WHAT YOU NEED TO DO: Shift every coordinate in the outline answers of the lines below by adding 86 to each number, and give all these lines again, requests included, with the requests and their format samples left unchanged. Omit the pictures from your answer.

- - -

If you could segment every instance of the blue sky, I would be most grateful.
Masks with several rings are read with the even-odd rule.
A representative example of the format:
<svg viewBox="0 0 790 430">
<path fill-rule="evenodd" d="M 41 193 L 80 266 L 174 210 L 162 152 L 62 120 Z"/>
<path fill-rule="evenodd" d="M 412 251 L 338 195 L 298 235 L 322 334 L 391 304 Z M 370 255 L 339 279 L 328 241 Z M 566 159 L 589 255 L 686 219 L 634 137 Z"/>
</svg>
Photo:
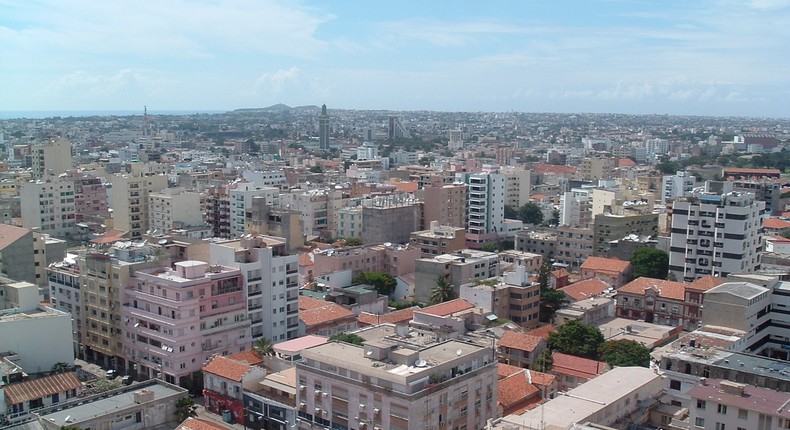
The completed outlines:
<svg viewBox="0 0 790 430">
<path fill-rule="evenodd" d="M 788 45 L 788 0 L 0 0 L 0 111 L 787 118 Z"/>
</svg>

- - -

COMPLETE RESPONSE:
If you could segment every instance of the blue sky, I would be most grateful.
Masks with several rings are read with the even-odd rule.
A representative example of the format:
<svg viewBox="0 0 790 430">
<path fill-rule="evenodd" d="M 41 193 L 80 266 L 174 210 L 162 152 L 62 120 Z"/>
<path fill-rule="evenodd" d="M 412 251 L 338 195 L 298 235 L 322 334 L 391 304 Z M 370 255 L 339 279 L 328 241 Z M 566 159 L 589 255 L 686 219 L 634 137 Z"/>
</svg>
Photo:
The completed outlines:
<svg viewBox="86 86 876 516">
<path fill-rule="evenodd" d="M 874 131 L 874 86 L 86 86 L 86 197 L 873 204 Z"/>
</svg>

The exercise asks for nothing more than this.